• _課題_:
[A] アンパンマンについての抜粋で、やなせたかしが元々何であったとされているか、その肩書きをすべて挙げなさい。
[B] アンパンマンについての抜粋によると、終戦後のやなせ青年に一番の衝撃を与えたのは何か。
[C] アンパンマンについての抜粋を、最後の文の後から書き継ぎなさい。

• _ページ抜粋_:
アンパンマンの生みの親・やなせたかしは元々、オトナに向けてあの手この手で多様なメッセージを発信する
「詩人」であり
「作詞家」であり
「漫画家」であり
「放送作家」であり
「イラストレーター」であり
「サラリーマン」であった。

そんなメッセンジャーやなせがクリエイトしたモノの中で一番心血を注いだ作品。
それが、国民的絵本であり国民的アニメである「それいけ!アンパンマン」だと言っても過言ではないだろう。

終戦後――国勢事情、食生活、文化、商品、科学水準…身の回りの全てがひっくり返った激動の時代
そんな中、やなせ青年に一番の衝撃を与えたのは、日の丸を片手に竹刀をふるっていた教官が、星条旗に頭を垂れたことだった。
大日本帝国の掲げる「正義」が本当の意味でひっくり返ったのだ。
それと同時に、やなせ自身が教え込まれた正義は一瞬にして裏返り、人としてのバックボーンもろとも引き抜かれたという。
ゆっくりと下降していくだけの現代ニッポンに住む我々からしたら想像もできないような、まさに革命的な出来事だ。

この時に誰の目にも、誰にとっても正しいとされる、いわば「絶対不変」の正義を模索した結果、生み出された英雄
それが“自分を食べさせるヒーロー"アンパンマンなのだ。

困っている人がいれば善悪問わずに手を差しのべる愛
正しいことのためになら自らの痛みを顧みない勇気
文字通り、身心を削る献身
万国共通にして生の天敵である飢えからの解放
『どんな事情があれ、どんな事態であれ、この四つはまさに「絶対」な正義であり、またあり続ける。』
それが時代を踏み越えた男やなせたかしの結論であり、ヒーローとしてのアンパンマンの全てだ。

そんなやなせ自身が、戦後に経験した生活観を集約した「アンパンマンのマーチ」も、本作を語る上で欠かせない名曲だ。

誰もが一度は思うだろう。
「なんのためにうまれて なにをしていきるのか こたえられないなんて そんなのは いやだ!」
子供向けにしては重くないか?と。
しかし、彼のこのメッセージは、この「今」を日本で生きていくためには心得ておかなければならないことだ。

現在、100年に一度と言われる不景気にあるとはいえ、我々は自由である以上、誰からも干渉はされないのだから、己の身ひとつで幸せを掴まなければならない。
『今』『日本』に生を受けた以上、責任を押し付けられた上で成り立つ自由を享受し『なければならない』。

• _保存データ_:

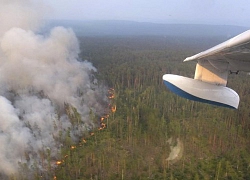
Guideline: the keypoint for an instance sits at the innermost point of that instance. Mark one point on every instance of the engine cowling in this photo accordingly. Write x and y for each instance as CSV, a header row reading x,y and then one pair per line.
x,y
201,91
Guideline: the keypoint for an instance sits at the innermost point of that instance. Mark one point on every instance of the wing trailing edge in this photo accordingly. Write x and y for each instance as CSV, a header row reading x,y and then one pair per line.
x,y
211,73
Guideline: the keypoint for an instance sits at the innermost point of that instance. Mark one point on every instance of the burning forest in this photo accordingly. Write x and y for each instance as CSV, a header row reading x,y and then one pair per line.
x,y
46,92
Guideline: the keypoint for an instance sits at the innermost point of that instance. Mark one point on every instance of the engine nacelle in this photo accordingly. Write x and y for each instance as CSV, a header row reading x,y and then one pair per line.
x,y
201,91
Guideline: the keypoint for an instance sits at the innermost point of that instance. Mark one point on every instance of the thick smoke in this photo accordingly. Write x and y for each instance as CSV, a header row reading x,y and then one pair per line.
x,y
41,79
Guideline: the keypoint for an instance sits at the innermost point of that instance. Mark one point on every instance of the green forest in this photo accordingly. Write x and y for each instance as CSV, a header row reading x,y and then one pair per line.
x,y
215,141
146,122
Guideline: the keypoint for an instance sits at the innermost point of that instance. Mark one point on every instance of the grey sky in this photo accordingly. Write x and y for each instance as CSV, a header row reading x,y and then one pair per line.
x,y
173,11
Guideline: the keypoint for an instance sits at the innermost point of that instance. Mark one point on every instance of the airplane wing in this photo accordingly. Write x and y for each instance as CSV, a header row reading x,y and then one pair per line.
x,y
212,69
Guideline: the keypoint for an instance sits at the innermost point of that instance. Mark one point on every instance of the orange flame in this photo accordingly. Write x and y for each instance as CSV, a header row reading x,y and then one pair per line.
x,y
113,108
92,134
58,162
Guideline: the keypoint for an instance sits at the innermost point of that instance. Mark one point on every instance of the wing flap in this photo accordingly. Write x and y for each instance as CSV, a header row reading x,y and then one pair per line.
x,y
206,72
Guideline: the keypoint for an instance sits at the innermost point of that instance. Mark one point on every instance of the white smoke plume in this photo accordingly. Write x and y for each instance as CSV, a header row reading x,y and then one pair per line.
x,y
39,76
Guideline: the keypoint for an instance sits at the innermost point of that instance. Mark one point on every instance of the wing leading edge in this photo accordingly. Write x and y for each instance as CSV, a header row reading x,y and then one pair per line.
x,y
212,69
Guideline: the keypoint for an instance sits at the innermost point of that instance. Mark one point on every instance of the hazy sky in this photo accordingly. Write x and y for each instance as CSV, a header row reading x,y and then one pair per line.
x,y
236,12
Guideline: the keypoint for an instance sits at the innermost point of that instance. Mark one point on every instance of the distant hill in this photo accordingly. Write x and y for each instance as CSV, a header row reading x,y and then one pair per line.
x,y
131,28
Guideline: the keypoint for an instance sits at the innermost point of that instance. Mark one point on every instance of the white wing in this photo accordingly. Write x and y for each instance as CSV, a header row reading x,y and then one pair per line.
x,y
211,73
215,63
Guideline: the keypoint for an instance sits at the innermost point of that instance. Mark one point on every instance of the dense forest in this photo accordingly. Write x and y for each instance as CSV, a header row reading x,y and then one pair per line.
x,y
149,120
149,132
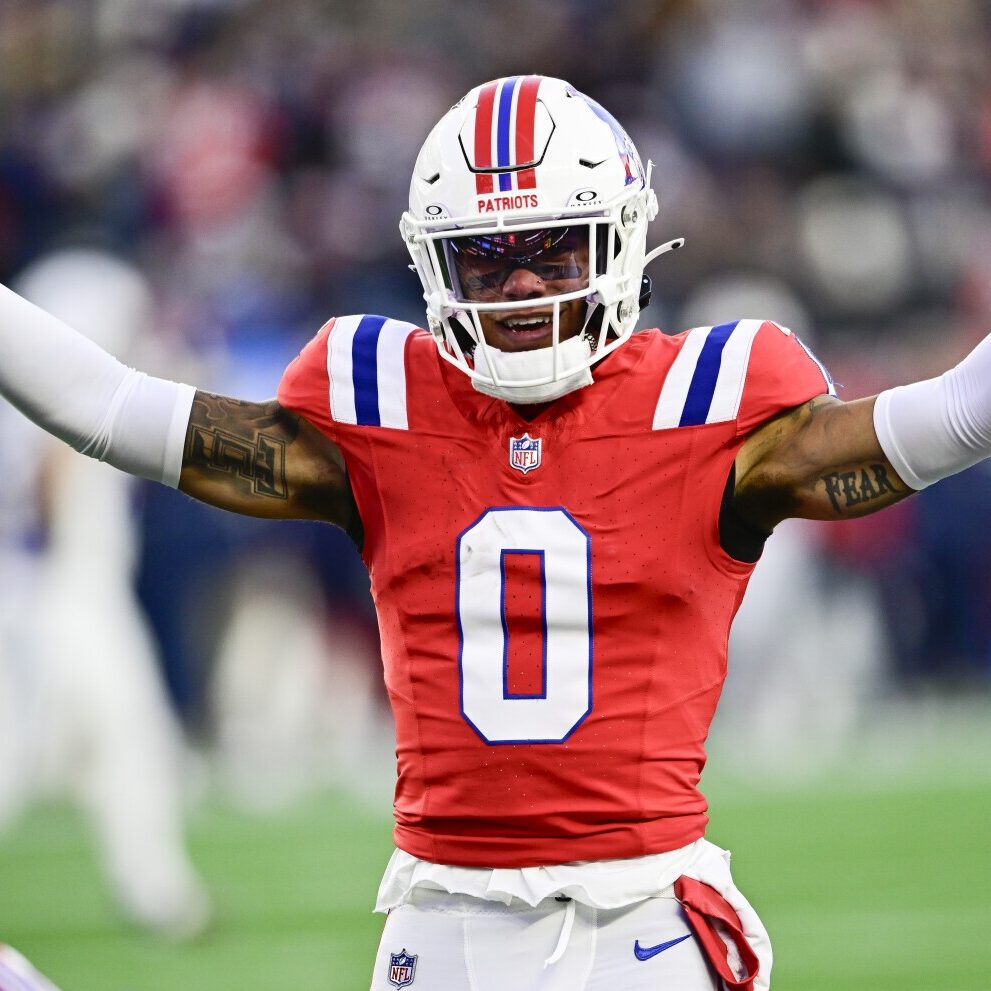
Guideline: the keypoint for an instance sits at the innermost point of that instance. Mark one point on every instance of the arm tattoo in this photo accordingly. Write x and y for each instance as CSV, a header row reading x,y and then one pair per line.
x,y
854,488
256,453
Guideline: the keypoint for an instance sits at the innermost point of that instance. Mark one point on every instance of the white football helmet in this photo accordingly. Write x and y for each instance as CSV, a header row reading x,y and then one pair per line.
x,y
531,163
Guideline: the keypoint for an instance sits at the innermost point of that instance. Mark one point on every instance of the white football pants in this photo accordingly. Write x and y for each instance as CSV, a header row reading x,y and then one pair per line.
x,y
465,944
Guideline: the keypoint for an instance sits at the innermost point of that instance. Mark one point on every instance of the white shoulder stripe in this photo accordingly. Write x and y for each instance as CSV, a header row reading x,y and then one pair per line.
x,y
391,352
339,369
674,392
733,372
366,365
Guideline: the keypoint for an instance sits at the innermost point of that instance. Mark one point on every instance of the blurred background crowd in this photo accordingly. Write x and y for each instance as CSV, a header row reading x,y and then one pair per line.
x,y
207,181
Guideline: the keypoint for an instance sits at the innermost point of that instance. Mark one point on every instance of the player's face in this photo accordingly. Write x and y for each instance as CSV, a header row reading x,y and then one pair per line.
x,y
528,266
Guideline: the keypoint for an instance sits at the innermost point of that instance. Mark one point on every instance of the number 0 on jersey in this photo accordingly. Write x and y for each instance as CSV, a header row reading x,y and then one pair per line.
x,y
557,555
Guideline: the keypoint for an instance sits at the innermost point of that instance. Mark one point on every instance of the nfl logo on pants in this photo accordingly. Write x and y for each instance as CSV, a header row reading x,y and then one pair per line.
x,y
402,967
524,453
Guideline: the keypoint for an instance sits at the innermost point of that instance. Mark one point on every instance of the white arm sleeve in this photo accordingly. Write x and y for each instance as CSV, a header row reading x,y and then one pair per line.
x,y
78,392
932,429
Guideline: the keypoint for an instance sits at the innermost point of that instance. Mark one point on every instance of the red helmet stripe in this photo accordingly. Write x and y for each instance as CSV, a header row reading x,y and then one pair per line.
x,y
483,137
526,108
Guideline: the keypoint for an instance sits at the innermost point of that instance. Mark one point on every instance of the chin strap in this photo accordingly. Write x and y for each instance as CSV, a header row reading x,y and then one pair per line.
x,y
503,369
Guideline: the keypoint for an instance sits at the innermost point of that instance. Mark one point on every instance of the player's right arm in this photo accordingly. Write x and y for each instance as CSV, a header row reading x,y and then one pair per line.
x,y
260,459
252,458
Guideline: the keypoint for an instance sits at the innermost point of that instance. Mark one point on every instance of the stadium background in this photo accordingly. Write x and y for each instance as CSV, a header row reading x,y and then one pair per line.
x,y
830,165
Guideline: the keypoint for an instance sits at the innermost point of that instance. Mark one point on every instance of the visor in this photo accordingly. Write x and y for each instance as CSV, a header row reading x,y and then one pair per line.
x,y
480,265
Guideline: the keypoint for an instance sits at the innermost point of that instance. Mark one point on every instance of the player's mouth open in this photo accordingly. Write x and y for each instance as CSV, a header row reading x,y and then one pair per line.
x,y
528,328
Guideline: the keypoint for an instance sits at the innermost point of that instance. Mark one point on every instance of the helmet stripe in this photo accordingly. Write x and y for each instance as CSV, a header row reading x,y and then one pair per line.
x,y
504,130
525,125
483,137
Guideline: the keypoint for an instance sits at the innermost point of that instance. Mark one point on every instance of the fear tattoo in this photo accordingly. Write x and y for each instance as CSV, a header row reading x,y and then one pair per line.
x,y
852,488
255,454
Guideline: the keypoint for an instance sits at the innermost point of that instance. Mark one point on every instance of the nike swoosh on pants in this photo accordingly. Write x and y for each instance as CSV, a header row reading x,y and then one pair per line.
x,y
646,952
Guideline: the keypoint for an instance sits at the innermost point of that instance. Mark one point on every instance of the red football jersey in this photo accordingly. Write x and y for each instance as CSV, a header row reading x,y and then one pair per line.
x,y
553,601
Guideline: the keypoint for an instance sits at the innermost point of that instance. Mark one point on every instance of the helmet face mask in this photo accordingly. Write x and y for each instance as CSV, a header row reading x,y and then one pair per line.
x,y
529,173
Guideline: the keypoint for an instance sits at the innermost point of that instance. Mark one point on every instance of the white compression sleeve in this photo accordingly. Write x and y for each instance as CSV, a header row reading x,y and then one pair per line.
x,y
78,392
935,428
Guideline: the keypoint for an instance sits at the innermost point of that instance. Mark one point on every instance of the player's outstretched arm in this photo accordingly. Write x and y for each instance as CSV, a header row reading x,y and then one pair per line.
x,y
833,460
259,459
819,461
252,458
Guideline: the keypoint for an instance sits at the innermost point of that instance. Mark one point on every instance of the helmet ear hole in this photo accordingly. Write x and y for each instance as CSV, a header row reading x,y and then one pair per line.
x,y
646,289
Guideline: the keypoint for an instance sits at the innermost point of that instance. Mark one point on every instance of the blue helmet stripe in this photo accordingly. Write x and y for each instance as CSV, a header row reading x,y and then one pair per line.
x,y
504,135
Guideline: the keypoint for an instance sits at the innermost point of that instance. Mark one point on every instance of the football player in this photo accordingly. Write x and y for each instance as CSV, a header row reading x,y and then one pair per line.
x,y
559,516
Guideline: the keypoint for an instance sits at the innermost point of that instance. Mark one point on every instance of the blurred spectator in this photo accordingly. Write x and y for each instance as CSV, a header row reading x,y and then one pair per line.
x,y
86,713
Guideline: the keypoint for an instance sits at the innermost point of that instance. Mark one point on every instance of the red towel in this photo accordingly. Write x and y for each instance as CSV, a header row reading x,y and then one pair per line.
x,y
714,922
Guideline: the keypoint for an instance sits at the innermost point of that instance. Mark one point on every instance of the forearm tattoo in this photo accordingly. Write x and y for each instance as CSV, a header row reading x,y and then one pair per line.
x,y
255,454
847,489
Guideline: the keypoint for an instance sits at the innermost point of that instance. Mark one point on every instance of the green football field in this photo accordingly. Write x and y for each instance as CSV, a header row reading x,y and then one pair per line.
x,y
863,883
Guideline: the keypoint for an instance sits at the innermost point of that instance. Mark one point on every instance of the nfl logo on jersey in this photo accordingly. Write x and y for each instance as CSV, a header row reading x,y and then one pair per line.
x,y
402,967
524,453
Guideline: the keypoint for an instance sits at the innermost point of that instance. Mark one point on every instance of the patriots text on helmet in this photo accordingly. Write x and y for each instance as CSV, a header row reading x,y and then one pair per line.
x,y
521,201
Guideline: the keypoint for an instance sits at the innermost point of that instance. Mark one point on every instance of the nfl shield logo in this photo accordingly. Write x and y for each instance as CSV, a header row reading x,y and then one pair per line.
x,y
402,967
524,453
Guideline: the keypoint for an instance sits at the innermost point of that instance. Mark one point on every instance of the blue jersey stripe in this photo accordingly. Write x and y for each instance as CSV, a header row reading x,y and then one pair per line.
x,y
703,385
364,370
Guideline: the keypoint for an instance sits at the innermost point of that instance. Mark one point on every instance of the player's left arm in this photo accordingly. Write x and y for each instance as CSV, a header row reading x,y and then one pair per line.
x,y
833,460
820,461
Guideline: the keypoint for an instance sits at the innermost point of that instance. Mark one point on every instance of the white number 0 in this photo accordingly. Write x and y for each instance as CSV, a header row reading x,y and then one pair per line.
x,y
564,550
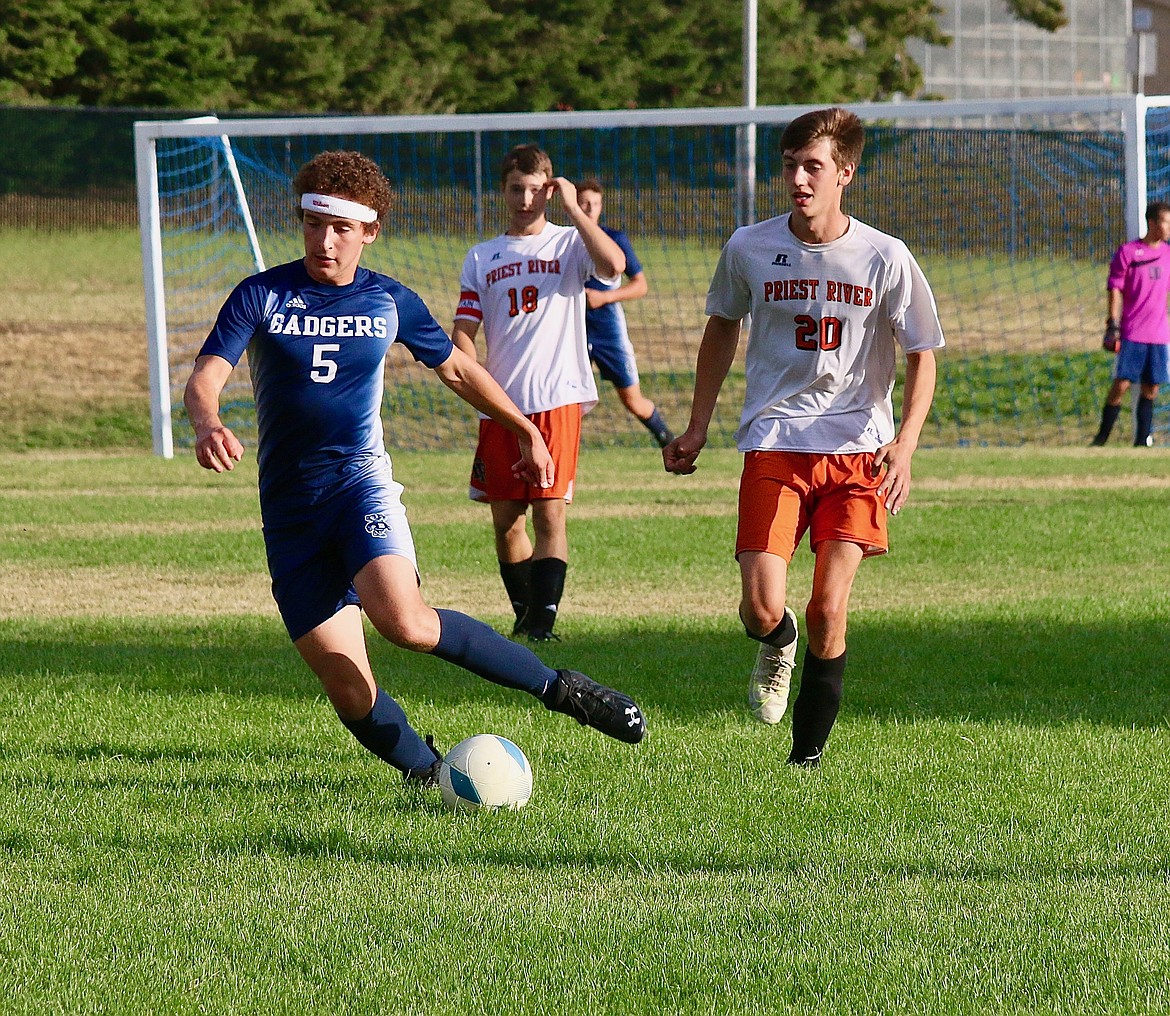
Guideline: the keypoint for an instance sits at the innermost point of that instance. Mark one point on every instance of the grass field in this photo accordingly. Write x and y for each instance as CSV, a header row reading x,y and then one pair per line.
x,y
186,829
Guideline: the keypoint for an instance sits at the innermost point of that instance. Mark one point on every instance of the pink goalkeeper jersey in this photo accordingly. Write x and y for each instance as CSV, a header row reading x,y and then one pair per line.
x,y
529,294
1142,274
825,320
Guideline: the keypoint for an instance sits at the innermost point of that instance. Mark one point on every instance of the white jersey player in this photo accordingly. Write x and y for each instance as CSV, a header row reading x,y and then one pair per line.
x,y
831,300
528,290
529,294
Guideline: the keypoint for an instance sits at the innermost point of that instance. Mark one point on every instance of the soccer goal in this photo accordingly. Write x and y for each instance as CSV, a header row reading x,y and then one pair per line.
x,y
1013,208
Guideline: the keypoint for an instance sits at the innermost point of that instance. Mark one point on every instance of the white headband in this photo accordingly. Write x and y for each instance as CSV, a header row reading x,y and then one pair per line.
x,y
329,205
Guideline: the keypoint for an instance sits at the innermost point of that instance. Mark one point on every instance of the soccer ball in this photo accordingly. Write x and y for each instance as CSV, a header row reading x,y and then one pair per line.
x,y
486,771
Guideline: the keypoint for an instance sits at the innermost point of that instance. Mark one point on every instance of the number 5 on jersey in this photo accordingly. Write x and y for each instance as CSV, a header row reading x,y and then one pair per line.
x,y
324,369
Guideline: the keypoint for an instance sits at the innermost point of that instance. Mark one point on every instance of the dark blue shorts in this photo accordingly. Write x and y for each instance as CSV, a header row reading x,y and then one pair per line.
x,y
312,562
1142,363
611,350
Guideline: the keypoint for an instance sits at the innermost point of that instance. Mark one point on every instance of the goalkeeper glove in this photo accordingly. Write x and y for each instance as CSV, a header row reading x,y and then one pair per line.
x,y
1110,341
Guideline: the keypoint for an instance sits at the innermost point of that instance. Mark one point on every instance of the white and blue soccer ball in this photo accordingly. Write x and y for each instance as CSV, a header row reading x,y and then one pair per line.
x,y
486,771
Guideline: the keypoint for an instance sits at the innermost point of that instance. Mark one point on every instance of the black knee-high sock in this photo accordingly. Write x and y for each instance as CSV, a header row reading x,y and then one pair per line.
x,y
516,583
474,646
1144,420
1108,418
816,707
658,427
780,636
386,732
546,583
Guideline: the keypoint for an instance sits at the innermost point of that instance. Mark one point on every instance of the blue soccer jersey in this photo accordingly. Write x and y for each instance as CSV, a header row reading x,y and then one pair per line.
x,y
608,322
316,354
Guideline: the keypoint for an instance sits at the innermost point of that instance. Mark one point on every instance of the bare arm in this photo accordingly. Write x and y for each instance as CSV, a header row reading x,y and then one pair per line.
x,y
634,289
716,352
474,385
215,446
917,393
607,256
462,334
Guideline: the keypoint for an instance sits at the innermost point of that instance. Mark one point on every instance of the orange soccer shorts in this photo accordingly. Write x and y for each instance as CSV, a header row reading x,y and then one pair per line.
x,y
783,494
499,451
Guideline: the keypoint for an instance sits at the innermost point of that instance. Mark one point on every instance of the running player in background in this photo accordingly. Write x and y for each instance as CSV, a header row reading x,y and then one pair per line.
x,y
1137,328
831,299
528,289
336,534
605,323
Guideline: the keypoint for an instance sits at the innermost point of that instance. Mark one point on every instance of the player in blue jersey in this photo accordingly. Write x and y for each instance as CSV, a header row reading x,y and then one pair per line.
x,y
605,323
317,331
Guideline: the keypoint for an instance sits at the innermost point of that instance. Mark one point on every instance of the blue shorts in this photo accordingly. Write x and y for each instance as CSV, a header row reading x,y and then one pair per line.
x,y
611,350
1142,363
312,563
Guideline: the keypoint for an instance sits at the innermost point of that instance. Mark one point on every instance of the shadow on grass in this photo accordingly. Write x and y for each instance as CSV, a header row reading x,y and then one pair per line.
x,y
983,670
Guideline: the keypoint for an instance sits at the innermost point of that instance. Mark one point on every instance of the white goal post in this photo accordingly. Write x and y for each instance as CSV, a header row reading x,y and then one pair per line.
x,y
962,182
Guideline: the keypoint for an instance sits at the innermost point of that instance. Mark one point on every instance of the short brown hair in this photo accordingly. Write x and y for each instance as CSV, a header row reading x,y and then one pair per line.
x,y
528,159
842,128
1155,210
346,174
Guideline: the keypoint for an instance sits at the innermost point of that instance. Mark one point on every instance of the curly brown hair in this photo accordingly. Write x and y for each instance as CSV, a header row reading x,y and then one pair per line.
x,y
346,174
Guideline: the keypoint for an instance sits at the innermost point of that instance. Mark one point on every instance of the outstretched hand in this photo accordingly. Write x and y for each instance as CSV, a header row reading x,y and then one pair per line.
x,y
536,466
218,448
680,455
566,190
895,485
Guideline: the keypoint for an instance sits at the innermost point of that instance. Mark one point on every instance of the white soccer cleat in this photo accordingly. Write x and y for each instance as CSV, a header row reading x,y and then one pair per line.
x,y
768,688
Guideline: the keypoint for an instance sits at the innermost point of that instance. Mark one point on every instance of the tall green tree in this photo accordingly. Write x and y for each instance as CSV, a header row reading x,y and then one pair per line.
x,y
391,56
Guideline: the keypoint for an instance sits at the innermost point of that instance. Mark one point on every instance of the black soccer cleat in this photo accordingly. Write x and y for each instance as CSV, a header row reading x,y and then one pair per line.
x,y
427,776
599,707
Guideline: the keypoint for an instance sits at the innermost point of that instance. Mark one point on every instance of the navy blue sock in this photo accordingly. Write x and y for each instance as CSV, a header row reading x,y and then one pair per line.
x,y
474,646
386,732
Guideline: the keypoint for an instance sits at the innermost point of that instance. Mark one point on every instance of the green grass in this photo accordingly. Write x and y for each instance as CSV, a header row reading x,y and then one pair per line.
x,y
185,828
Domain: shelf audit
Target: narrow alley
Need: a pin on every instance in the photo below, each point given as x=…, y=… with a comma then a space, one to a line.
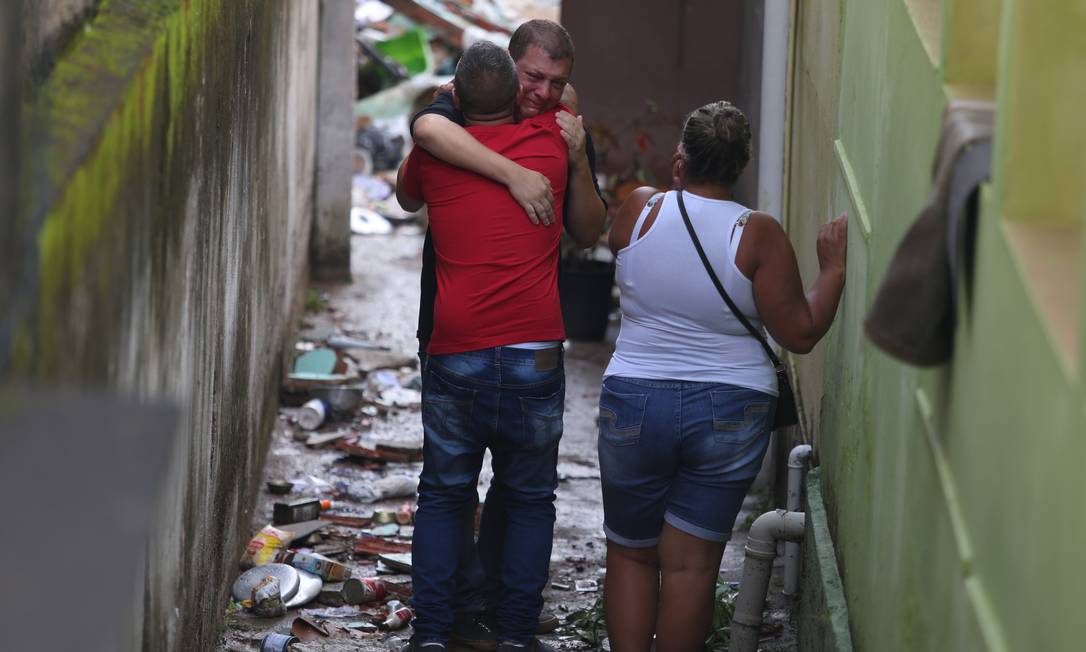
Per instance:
x=379, y=308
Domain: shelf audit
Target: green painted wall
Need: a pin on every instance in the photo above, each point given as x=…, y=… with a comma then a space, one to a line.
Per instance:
x=166, y=176
x=950, y=492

• _最終解答_:
[A] 詩人、作詞家、漫画家、放送作家、イラストレーター、サラリーマン

[B] 日の丸を片手に竹刀をふるっていた教官が、星条旗に頭を垂れたこと。

[C]
自己責任で職に就き、
自己責任で結婚し、
自己責任で生存しなければならない。
どんなに不幸でも自己責任。
それが今の日本だ。
そんな荒波に飛び込まなければならない時に、「何が自分の幸せか」「何のために生まれたのか」
全く見出だせていなかったとしたら、死ぬまでの時間を真っ当に使うことができるのか。
幸せな生涯を歩めるのか。
そう思うと、重いことであれ、いつ心に留めておいても早すぎることはないのではないだろうか。
やなせたかしは、そう言っている。

やなせは、このメッセージを歌詞だけでなくほぼ全ての登場人物に籠めている。
全員が明確な目的を持ち、一つの道を極めようと奮闘しているのだ。
「困っている人を助けたい」
「世界中の人々に美味しい天丼を振る舞いたい」
「暗い気持ちの人がいれば楽しませたい」
その目的は様々である。

しかし、根底にあるのは皆同じだ。
「笑顔でいて欲しいし、笑顔でいたいから」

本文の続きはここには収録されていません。